SHORT TASK — Everything from the line containing "Identify each instance of the waterfall" down to the last line of the entries below must be transcribed exactly, and nothing else.
━━━━━━━━━━━━━━━━━━━━━━━━━━━━━━
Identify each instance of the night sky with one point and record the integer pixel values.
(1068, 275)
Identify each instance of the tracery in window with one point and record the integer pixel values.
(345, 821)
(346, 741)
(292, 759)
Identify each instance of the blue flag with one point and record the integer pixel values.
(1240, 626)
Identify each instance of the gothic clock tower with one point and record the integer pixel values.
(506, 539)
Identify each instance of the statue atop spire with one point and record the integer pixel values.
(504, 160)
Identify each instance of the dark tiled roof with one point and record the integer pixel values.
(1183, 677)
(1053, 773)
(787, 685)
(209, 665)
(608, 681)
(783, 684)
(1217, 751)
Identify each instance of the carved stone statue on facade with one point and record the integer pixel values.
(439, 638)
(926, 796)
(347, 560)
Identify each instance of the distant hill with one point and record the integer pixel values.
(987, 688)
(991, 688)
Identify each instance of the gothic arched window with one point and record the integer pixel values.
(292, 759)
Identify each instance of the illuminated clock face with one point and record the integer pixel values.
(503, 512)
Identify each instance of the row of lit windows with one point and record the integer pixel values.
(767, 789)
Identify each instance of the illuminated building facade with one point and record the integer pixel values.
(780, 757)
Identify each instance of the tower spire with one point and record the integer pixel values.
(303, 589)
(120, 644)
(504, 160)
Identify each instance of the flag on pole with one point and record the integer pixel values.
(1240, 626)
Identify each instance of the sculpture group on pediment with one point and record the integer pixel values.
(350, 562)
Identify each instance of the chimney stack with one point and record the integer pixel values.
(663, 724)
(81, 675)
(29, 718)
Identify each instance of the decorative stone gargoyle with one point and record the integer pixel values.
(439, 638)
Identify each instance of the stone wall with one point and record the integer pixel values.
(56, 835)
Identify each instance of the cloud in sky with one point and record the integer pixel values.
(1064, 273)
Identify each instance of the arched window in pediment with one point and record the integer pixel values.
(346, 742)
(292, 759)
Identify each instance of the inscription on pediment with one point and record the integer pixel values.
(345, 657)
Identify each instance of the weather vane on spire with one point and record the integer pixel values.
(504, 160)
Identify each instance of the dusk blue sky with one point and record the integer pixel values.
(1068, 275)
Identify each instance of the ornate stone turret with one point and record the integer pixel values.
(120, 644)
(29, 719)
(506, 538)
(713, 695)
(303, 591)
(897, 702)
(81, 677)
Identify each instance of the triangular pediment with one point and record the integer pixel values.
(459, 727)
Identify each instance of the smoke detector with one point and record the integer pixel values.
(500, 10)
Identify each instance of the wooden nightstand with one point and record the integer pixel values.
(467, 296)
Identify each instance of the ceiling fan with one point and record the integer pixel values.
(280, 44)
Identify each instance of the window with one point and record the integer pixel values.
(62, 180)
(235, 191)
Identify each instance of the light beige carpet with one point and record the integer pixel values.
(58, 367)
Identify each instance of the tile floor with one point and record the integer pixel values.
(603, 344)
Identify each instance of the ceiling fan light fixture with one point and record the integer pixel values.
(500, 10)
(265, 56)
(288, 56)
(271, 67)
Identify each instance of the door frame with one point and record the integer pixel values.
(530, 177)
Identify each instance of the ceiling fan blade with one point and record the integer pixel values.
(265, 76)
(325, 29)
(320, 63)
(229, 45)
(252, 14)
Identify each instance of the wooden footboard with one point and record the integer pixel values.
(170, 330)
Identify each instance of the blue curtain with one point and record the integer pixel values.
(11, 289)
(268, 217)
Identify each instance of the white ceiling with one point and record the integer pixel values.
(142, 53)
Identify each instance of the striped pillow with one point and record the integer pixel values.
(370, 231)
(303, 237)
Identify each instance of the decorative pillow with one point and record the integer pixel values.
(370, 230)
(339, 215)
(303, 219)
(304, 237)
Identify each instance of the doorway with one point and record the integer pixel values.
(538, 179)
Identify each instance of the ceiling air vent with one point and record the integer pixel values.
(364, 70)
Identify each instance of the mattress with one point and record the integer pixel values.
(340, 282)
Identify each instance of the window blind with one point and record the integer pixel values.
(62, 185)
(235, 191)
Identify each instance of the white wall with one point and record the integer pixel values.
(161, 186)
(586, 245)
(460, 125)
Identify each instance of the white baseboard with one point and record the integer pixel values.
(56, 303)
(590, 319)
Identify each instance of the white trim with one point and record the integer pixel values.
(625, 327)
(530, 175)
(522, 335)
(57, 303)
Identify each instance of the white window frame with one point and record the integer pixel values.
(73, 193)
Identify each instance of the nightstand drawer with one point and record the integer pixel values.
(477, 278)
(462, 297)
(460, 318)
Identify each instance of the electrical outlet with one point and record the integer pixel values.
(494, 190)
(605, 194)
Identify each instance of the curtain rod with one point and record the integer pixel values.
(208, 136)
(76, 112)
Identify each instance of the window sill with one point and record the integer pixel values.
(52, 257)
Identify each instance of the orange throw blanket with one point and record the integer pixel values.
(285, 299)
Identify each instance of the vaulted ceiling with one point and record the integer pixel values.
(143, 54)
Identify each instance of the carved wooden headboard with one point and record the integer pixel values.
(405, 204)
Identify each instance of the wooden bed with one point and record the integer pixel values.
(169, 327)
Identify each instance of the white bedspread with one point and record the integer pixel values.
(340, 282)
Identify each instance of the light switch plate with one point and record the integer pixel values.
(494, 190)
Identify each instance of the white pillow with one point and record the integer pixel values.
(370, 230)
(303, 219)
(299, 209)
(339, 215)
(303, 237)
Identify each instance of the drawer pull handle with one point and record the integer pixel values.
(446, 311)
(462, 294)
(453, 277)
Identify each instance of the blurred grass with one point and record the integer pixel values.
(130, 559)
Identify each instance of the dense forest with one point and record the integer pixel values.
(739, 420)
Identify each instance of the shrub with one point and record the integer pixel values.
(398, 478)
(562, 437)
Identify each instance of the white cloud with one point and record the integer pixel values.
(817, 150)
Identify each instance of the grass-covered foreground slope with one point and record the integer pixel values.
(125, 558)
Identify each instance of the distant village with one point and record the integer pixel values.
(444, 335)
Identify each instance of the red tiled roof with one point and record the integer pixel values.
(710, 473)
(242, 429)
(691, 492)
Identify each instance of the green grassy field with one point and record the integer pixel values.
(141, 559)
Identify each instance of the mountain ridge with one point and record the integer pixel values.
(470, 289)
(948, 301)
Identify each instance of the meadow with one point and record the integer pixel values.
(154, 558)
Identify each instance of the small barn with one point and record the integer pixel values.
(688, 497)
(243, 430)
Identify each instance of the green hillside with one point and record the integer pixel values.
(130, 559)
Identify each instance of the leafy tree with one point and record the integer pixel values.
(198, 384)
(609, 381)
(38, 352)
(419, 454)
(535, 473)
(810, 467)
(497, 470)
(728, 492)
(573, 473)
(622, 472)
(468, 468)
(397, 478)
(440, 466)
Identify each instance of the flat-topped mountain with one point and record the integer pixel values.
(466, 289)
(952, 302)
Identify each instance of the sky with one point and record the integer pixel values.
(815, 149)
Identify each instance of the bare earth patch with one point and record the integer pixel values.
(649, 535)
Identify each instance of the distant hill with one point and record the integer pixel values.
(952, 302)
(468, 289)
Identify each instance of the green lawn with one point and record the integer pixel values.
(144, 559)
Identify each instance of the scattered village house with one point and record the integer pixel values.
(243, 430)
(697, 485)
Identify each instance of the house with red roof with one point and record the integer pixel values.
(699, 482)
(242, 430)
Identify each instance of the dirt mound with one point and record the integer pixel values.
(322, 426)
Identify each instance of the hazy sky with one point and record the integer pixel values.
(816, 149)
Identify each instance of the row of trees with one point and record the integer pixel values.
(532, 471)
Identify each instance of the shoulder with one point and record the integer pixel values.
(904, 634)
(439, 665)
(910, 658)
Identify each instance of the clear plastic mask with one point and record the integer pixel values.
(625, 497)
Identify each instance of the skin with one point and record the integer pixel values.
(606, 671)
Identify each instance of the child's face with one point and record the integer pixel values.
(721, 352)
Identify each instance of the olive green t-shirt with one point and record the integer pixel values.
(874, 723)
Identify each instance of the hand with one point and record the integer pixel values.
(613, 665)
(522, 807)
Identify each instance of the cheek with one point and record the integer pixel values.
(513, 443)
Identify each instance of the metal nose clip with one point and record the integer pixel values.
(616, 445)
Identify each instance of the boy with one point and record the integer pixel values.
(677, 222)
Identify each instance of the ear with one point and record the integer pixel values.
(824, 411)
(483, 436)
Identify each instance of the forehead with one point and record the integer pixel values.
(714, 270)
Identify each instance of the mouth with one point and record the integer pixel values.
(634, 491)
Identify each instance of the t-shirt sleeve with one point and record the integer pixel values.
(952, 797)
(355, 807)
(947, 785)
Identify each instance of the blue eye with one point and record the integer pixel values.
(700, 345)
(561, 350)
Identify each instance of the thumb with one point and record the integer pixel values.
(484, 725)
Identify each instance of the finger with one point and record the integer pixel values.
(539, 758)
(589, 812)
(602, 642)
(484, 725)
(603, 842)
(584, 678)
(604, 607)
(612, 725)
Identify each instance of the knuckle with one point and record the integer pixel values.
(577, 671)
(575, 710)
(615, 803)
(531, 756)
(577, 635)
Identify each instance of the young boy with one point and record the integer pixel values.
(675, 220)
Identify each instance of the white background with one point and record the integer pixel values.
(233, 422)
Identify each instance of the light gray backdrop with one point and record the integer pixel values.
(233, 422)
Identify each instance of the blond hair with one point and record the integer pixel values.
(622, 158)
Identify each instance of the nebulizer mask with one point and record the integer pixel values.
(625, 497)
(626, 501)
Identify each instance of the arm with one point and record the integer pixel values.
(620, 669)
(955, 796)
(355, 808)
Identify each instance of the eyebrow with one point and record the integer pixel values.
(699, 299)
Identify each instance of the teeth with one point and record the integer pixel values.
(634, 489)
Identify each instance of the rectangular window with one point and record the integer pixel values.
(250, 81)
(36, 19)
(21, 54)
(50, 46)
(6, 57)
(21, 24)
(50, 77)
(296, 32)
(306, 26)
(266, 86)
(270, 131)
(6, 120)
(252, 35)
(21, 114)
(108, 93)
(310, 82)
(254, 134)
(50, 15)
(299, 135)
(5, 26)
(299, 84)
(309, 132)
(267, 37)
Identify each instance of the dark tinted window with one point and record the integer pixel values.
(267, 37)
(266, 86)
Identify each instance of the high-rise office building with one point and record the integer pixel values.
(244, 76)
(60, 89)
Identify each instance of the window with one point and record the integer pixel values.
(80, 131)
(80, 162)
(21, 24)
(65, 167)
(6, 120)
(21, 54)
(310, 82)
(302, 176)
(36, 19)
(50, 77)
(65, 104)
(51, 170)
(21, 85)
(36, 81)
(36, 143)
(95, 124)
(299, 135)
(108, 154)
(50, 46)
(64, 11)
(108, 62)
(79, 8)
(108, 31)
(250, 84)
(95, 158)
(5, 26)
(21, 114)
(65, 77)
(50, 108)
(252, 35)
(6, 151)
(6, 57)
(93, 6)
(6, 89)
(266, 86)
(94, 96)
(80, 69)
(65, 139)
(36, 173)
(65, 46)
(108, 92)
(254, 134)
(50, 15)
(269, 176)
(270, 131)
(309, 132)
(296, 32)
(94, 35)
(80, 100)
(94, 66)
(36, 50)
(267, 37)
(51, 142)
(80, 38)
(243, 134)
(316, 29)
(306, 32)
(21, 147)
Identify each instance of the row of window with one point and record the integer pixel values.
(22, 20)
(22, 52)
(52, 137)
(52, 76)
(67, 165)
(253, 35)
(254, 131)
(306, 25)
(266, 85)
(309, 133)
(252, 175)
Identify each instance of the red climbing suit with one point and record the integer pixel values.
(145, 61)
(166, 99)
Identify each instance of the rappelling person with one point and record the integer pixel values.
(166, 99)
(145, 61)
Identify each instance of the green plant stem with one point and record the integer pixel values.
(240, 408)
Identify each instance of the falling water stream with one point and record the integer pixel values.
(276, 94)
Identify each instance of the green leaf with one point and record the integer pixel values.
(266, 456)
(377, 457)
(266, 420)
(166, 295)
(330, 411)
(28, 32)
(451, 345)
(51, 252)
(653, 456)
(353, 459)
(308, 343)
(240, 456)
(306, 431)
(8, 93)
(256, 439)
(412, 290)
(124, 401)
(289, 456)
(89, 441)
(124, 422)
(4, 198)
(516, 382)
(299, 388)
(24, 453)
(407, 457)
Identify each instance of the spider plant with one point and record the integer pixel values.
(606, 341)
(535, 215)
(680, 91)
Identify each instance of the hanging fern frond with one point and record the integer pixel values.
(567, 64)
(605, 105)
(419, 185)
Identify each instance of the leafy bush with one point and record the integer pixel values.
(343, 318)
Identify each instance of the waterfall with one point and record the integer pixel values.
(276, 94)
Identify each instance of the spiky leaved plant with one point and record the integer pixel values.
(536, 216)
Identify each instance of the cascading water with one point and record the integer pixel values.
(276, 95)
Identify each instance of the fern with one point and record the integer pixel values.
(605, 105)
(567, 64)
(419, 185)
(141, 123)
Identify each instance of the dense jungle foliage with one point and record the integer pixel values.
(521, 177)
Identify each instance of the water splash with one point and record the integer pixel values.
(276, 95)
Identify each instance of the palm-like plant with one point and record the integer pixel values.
━━━━━━━━━━━━━━━━━━━━━━━━━━━━━━
ANSWER TO THE EXERCISE —
Identify each instance of the waterfall with one point and record the integer pixel values.
(276, 94)
Identify each instance of the spiky leaved plant with one point and record the integer pixel values.
(536, 216)
Identify each instance of the cascading water with one point and record the integer pixel values.
(276, 95)
Identify each instance of the fern with one point and record the integer pixel values.
(605, 105)
(567, 64)
(419, 185)
(141, 123)
Identify each instance of the dense jungle foliage with one point and record the integer pixel values.
(521, 177)
Identify each instance of the water splash with one point and record the integer pixel values.
(276, 95)
Identify each instance of the palm-like plant with one point and record the integer pixel values.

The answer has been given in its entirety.